---------- Fragmento seleccionado ----------

Los corridos, la sátira, las parodias y otras formas de expresión siguen a México a través de la historia. Lo mismo en torno a fogatas que en el monte; en las cantinas y en las sobremesas familiares, cuando las había; y si no, sentados en el suelo. Desde la Independencia, la Guerra de Reforma, la Revolución y otros momentos cruciales, la música acompaña al pueblo. Los padres la transmitían a sus hijos y estos a su prole en ciclos interminables. Denunciaban injusticias y abrían cauce a reivindicaciones sociales. Acusaban y ridiculizaban a las minorías privilegiadas (mineros, comerciantes, hacendados, nacionales y extranjeros, políticos, curas…) y al poder clasista y expoliador.

---------- Contenido de datos ----------

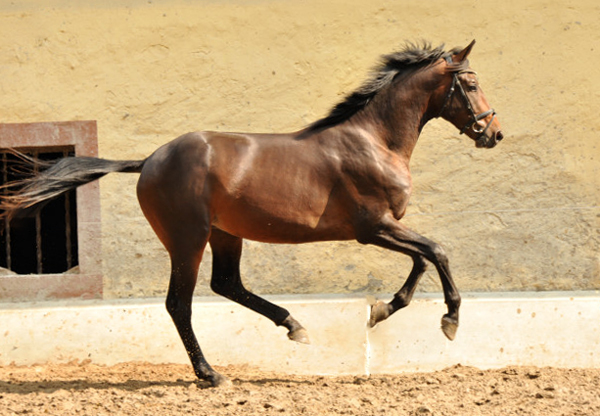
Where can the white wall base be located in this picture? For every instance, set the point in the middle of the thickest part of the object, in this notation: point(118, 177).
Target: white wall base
point(541, 329)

----------

*Enunciado del ejercicio 1*: En el fragmento sobre la música popular en México, ¿a quiénes transmitían los padres esa música?
*Enunciado del ejercicio 2*: Prolonga el fragmento sobre la música popular en México a partir de su última oración.
No hace falta consultar los datos para resolver esto.

*Respuesta final 1*: A sus hijos, que a su vez la transmitían a su prole.

*Respuesta final 2*:
La música abrazaba y entronizaba a caudillos, rebeldes y «locos» (Francisco Villa y Emiliano Zapata) que se alzaban contra el sistema opresor y el Gobierno déspota. Reflejar la situación del país contribuyó a cambiarla, momentáneamente, pues al cabo las cosas volvían a su estado anterior: riqueza concentrada en pocas manos y pobreza multiplicada. Con el paso del tiempo, los líderes se empezaron a extinguir. A unos se les asesinó a traición; otros se vendieron y algunos resistieron. Octavio Paz recuerda de su infancia y juventud:
«Mi abuelo, al tomar el café, / Me hablaba de Juárez y de Porfirio / Los zuavos y los plateados / Y el mantel olía a pólvora / Mi padre, al tomar la copa, / me hablaba de Zapata y de Villa, / Soto y Gama y los Flores Magón / Y el mantel olía a pólvora / Yo me quedo callado: / ¿De quién podría hablar?». La canción, en voz de Óscar Chávez, en «Parodias políticas y otras yerbas», desgarra. Los corridos de la Revolución, de López Tarso, remiten al mismo pasado y hacen hervir la sangre.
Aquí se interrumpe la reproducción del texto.